WHAT IS REQUIRED
Because the pictures are not wanted, give back only the exact text of every entry below.

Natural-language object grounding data
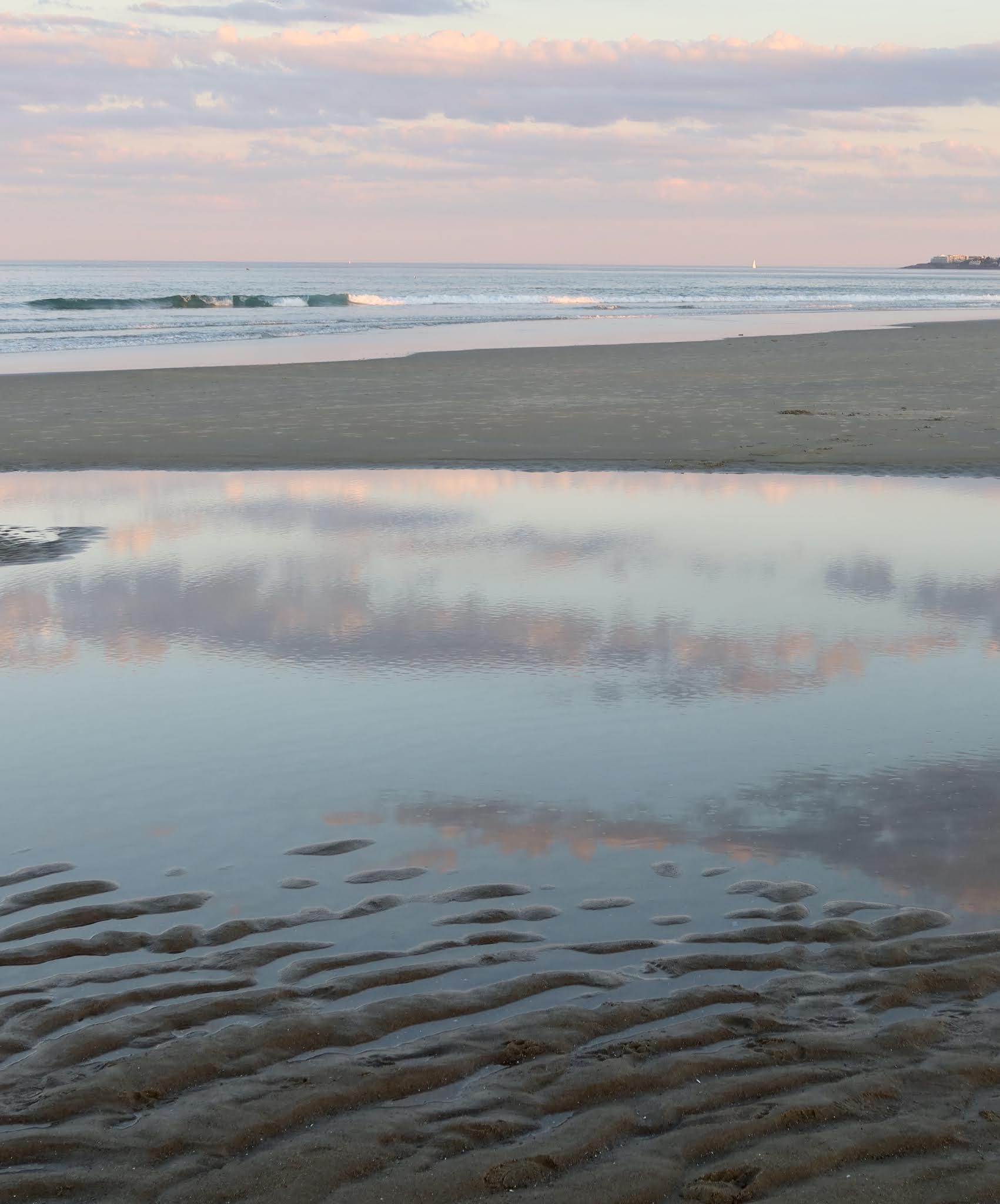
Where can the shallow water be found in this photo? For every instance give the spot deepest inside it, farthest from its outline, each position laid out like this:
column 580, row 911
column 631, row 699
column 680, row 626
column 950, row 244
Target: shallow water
column 514, row 694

RESULT OF THE TASK
Where can the shallow water be found in this photo? For every instance give the spot deepest inside it, farthest from its outline, each position laid out like this:
column 580, row 911
column 631, row 699
column 680, row 626
column 950, row 244
Target: shallow water
column 514, row 694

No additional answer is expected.